(DATA)

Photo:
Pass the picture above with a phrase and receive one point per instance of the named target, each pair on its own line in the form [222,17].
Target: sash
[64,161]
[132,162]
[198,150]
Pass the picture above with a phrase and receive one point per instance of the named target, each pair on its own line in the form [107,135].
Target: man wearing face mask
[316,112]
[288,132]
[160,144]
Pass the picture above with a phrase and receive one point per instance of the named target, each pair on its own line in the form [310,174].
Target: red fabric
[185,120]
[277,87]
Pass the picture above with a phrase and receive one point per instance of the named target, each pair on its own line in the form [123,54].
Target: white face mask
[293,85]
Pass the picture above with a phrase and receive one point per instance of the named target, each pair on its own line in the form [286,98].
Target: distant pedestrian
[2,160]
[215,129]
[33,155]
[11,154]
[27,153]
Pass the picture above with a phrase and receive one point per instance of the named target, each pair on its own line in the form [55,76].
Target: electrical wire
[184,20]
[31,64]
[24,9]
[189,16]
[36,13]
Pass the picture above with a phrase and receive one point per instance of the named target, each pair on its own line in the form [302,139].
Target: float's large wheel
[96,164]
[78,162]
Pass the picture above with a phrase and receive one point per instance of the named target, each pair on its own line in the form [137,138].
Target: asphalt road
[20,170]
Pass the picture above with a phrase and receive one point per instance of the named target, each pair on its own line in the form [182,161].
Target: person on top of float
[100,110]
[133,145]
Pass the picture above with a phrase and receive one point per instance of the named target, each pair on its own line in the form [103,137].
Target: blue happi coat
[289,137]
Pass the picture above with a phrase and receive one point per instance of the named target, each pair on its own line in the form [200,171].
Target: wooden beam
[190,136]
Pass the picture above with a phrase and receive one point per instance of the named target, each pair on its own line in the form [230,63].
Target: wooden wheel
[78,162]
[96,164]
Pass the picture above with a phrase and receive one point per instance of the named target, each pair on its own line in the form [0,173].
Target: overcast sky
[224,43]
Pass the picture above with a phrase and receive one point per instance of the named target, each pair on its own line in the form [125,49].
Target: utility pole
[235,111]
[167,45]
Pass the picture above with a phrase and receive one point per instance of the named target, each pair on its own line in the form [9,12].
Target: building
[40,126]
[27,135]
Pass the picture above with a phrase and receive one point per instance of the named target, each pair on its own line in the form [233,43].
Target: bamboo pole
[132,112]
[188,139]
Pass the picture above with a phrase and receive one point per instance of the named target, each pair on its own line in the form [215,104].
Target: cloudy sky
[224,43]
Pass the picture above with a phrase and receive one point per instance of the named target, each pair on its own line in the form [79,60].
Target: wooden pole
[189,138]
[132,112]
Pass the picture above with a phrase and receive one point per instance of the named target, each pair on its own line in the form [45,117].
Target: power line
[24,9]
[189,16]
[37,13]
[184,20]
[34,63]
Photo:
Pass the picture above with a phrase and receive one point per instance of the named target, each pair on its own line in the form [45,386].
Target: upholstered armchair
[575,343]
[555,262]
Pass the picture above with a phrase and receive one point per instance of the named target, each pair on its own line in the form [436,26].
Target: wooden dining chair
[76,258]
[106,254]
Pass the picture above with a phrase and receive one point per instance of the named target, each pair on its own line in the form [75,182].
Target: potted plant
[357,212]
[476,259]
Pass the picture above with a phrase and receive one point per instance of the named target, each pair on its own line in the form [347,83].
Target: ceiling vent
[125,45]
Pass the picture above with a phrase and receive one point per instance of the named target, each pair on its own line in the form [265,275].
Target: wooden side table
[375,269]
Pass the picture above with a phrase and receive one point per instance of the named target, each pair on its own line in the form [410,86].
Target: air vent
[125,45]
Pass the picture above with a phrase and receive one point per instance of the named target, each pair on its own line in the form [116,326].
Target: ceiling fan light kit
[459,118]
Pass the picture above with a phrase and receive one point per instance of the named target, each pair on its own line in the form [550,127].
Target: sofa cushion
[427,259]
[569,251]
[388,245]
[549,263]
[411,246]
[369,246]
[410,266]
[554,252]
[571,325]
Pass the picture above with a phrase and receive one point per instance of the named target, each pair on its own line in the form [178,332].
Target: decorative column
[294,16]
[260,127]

(End DATA)

An exact copy of all the records is what is needed here.

Photo:
Pass the picture above with a phrase and receive one point per instance of the named target, each pair on its own line in the form [222,17].
Target: sash
[64,161]
[132,162]
[198,150]
Pass the picture above with a phrase and receive one point per instance of the named target, each pair on its own line in the form [107,135].
Target: man wearing face mask
[316,112]
[288,132]
[160,144]
Pass the picture above with a phrase and receive one point per instance of the named target, each pair on its own line in the form [310,174].
Target: red fabric
[185,120]
[277,87]
Pass the picture above with a phrase and receive one point per instance of the named target, each pair on its own line in the form [123,54].
Target: white face mask
[293,85]
Pass the picture above with a phrase and receive one point per instance of the named target, each pair on its own line in the form [286,98].
Target: distant pedestrian
[2,160]
[215,129]
[33,155]
[11,154]
[27,153]
Pass the picture above with a phrase and receive one point per instance of the named target, each pair on its own line in the form [55,76].
Target: electrical wire
[184,20]
[31,64]
[24,9]
[189,16]
[36,13]
Pass the picture above with a phrase and receive one point per instance of the named target, each pair on its own line in the form [302,139].
Target: float's large wheel
[96,164]
[78,162]
Pass the picture above with a phrase and receive one point per instance of the named target, each pair on its own line in the form [137,138].
Target: asphalt road
[20,170]
Pass the picture above with a phrase and receive one point per instance of the named target, each pair on its own line in the form [182,161].
Target: person on top of float
[100,110]
[133,145]
Pass the picture above with a phrase and receive one point per instance of the named target, each pair on its own line in the form [103,137].
Target: blue happi coat
[289,137]
Pass the picture above with a phrase and receive one point per instance of the named target, each pair on its own line in the form [200,171].
Target: wooden beam
[190,136]
Pass the picture above with a phrase and receive one point per instance of the named target, each pair on its own line in the form [230,63].
Target: wooden wheel
[78,162]
[96,164]
Pass the picture above with a phrase and receive one point per instance of the named target, each pair on its own line in the form [0,173].
Target: overcast sky
[224,43]
Pass the picture above with a phrase and receive one point per instance of the named target, each pair on its own line in the form [125,49].
Target: utility pole
[235,111]
[167,45]
Pass the picture above with a phrase and receive one point per instance of the named target, each pair on its own line in the form [9,12].
Target: building
[40,126]
[27,135]
Pass the picture above with a phrase and receive one point per instance of the named target, each pair on its own line in the form [233,43].
Target: bamboo pole
[132,112]
[188,139]
Pass the picture above with a phrase and receive one point per instance of the named target, each pair on its own line in the form [215,104].
Target: cloudy sky
[224,43]
Pass the picture above with a phrase and receive one point per instance of the named target, each pair on its own line in the form [79,60].
Target: wooden pole
[189,138]
[132,112]
Pass the picture above with a phrase and receive one point per instance of the named target, each pair on its own line in the form [45,117].
Target: power line
[24,9]
[189,16]
[37,13]
[184,20]
[34,63]
Photo:
Pass the picture above with a phrase and receive one point per instance of the named target, each pair on its own line in the form [45,386].
Target: upholstered armchair
[575,343]
[555,262]
Pass the picture above with a phrase and receive one point per instance of the named target, each pair on its own line in the form [436,26].
Target: wooden dining chair
[76,258]
[106,254]
Pass the picture above with a phrase and receive one point per instance of the named target, each pair on its own line in the form [75,182].
Target: potted plant
[357,212]
[476,259]
Pass the picture above with a phrase and receive one point per instance of the named target, each pair on its own line in the form [347,83].
Target: ceiling vent
[125,45]
Pass the picture above with a phrase and receive one point per instance of the named target, each pair on its own line in the form [265,275].
Target: wooden side table
[375,269]
Pass the picture above with a phrase and receive one point per instance of the named target, each pair on its own line in the form [410,86].
Target: air vent
[125,45]
Pass the picture above with a phrase and receive one point per instance of the named target, each pair on its own line in the form [116,326].
Target: ceiling fan light kit
[459,118]
Pass the picture above with a phrase and receive one point per instance of the named target, each pair on its own line in the form [550,127].
Target: sofa cushion
[427,259]
[569,251]
[388,245]
[549,263]
[411,246]
[369,246]
[410,266]
[554,252]
[571,325]
Pass the picture above with a phrase and receive one point per instance of the named target, each pair on its own line in the form [178,332].
Target: decorative column
[294,16]
[260,127]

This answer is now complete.